■ Extrait:

Makers Africa : Quels sont les attentes particulières des pays de l’Afrique du Nord concernant le financement des projets structurants ?
Mohamed El Azizi : Les projets structurants qui correspondent le plus aux attentes de ces pays sont ceux qui permettent de faire face aux incertitudes et aux impacts du changement climatique. Ce sont essentiellement les projets permettant un meilleur accès à l’eau potable, comme les infrastructures de dessalement. On les voit un peu partout dans les pays de l’Afrique du Nord, avec comme objectif de sécuriser les ressources en eau. Pour moi, la priorité est d’avancer dans les projets visant à solutionner le problème de pénurie d’eau, la sècheresse qui sévit cette année n’ayant pas atteint ce niveau depuis un certain temps.

■ Données fournies:
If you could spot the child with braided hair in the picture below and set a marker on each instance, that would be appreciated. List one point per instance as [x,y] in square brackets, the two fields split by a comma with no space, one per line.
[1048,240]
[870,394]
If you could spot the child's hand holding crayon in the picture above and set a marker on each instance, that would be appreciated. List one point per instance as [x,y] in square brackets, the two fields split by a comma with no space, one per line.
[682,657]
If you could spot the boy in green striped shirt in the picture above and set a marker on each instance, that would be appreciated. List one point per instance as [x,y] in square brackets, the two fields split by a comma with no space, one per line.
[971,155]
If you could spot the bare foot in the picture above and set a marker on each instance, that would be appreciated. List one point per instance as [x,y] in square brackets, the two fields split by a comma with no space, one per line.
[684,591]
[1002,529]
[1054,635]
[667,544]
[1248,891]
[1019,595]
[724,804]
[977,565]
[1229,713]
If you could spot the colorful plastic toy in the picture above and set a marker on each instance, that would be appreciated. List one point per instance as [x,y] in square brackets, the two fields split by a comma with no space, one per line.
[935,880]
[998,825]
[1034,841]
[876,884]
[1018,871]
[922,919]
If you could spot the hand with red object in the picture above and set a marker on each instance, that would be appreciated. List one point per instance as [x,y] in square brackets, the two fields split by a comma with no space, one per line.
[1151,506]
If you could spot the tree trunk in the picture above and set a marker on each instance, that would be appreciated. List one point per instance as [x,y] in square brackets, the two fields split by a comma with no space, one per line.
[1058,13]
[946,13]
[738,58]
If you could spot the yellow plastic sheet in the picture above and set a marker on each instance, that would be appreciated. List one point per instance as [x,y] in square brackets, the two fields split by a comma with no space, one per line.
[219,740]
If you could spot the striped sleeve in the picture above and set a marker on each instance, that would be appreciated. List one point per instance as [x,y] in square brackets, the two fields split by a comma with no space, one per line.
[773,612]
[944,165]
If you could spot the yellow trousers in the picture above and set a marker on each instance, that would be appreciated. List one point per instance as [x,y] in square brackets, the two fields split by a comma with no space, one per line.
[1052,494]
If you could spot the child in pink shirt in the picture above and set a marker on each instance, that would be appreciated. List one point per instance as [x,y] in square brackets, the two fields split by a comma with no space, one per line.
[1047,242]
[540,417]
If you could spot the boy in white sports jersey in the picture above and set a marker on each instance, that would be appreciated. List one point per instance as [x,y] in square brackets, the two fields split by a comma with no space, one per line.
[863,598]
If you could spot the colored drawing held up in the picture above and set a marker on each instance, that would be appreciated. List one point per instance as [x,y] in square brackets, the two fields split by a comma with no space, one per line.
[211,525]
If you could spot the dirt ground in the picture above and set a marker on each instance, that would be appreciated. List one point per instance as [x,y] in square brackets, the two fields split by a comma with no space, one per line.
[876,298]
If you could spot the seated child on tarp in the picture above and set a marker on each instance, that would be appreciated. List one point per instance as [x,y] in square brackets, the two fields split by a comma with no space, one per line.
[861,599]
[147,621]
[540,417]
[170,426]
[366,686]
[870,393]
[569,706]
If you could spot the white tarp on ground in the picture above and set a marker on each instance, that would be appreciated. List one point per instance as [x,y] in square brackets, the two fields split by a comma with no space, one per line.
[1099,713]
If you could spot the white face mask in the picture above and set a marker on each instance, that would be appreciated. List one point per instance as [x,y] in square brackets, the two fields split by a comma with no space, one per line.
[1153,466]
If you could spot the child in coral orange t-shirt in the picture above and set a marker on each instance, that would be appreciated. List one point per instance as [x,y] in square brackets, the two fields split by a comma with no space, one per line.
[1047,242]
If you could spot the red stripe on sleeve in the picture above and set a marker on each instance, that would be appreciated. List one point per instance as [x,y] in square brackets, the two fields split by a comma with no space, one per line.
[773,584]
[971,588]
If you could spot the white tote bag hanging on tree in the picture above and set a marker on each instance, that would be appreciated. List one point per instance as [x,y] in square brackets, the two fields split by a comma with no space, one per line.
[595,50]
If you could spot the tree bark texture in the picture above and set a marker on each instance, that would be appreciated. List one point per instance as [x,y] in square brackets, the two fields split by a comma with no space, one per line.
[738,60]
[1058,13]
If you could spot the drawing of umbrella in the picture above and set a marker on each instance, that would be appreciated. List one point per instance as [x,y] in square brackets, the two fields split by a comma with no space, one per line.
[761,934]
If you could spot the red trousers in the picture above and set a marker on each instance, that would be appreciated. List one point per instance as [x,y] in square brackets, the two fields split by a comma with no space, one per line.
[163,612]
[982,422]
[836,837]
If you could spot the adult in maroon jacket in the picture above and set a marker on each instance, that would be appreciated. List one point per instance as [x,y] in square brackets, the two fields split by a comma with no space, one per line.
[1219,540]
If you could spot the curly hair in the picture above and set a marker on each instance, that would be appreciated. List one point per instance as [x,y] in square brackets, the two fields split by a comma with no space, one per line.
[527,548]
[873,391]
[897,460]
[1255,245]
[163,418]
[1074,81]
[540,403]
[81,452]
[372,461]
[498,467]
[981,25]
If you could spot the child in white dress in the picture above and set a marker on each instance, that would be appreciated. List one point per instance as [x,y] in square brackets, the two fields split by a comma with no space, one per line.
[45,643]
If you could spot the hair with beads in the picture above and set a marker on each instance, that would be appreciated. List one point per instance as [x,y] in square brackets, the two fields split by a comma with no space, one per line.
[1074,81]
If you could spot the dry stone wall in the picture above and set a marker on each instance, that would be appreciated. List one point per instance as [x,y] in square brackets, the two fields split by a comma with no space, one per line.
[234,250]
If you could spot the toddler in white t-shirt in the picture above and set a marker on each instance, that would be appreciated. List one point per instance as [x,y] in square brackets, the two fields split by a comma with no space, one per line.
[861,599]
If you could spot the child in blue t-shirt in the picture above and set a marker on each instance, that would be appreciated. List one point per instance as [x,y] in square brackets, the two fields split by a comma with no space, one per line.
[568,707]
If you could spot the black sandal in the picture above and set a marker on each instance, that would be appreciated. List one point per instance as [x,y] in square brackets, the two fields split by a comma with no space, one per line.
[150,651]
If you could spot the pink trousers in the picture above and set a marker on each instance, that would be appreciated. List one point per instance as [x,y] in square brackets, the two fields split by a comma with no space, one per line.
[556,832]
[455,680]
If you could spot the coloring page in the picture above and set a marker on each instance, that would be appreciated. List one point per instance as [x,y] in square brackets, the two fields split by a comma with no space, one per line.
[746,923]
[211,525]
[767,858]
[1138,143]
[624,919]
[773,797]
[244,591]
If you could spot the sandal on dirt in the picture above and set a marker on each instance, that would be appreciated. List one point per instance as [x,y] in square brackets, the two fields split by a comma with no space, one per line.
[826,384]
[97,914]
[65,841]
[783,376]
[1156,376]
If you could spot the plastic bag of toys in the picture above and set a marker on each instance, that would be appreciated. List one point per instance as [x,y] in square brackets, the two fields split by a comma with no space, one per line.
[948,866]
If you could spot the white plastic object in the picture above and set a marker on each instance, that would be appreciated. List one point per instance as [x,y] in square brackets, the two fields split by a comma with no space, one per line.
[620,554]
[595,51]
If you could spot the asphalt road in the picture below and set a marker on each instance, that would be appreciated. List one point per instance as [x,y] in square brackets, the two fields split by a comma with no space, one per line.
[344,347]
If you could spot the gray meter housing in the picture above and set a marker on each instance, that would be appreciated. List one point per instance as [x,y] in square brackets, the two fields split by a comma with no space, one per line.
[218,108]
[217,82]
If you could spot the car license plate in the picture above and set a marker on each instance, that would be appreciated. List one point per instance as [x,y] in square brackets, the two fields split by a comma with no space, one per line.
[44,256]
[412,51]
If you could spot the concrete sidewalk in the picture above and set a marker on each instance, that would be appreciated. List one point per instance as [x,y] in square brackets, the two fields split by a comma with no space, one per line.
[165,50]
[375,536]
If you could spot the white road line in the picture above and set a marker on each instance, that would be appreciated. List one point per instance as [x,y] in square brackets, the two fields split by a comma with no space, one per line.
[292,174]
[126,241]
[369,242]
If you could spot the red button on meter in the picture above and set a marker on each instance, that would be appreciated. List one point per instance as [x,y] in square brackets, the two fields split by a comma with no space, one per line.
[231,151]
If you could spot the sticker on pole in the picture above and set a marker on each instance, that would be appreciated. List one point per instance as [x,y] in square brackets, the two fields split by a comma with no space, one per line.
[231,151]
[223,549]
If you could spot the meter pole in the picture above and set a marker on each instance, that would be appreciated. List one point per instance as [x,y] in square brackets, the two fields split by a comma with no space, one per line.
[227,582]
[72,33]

■ Travail demandé:
A: Quel type d'infrastructure l'extrait cite-t-il comme exemple de projet permettant un meilleur accès à l'eau potable ?
B: Pouvez-vous recopier à l'identique, dans les enregistrements, tout ce qui va de la ligne contenant "If you could spot the concrete" jusqu'à la fin des enregistrements ?

■ Corrigé de l'exercice:
A: Les infrastructures de dessalement.

B:
If you could spot the concrete sidewalk in the picture above and set a marker on each instance, that would be appreciated. List one point per instance as [x,y] in square brackets, the two fields split by a comma with no space, one per line.
[165,50]
[375,536]
If you could spot the white road line in the picture above and set a marker on each instance, that would be appreciated. List one point per instance as [x,y] in square brackets, the two fields split by a comma with no space, one per line.
[292,174]
[126,241]
[369,242]
If you could spot the red button on meter in the picture above and set a marker on each instance, that would be appreciated. List one point per instance as [x,y] in square brackets, the two fields split by a comma with no space, one per line.
[231,151]
If you could spot the sticker on pole in the picture above and set a marker on each instance, that would be appreciated. List one point per instance as [x,y] in square brackets, the two fields split by a comma with no space, one per line.
[231,151]
[223,549]
If you could spot the meter pole in the picture above and set a marker on each instance, that would be appreciated. List one point per instance as [x,y] in square brackets, the two fields split by a comma with no space, one per line.
[227,582]
[72,33]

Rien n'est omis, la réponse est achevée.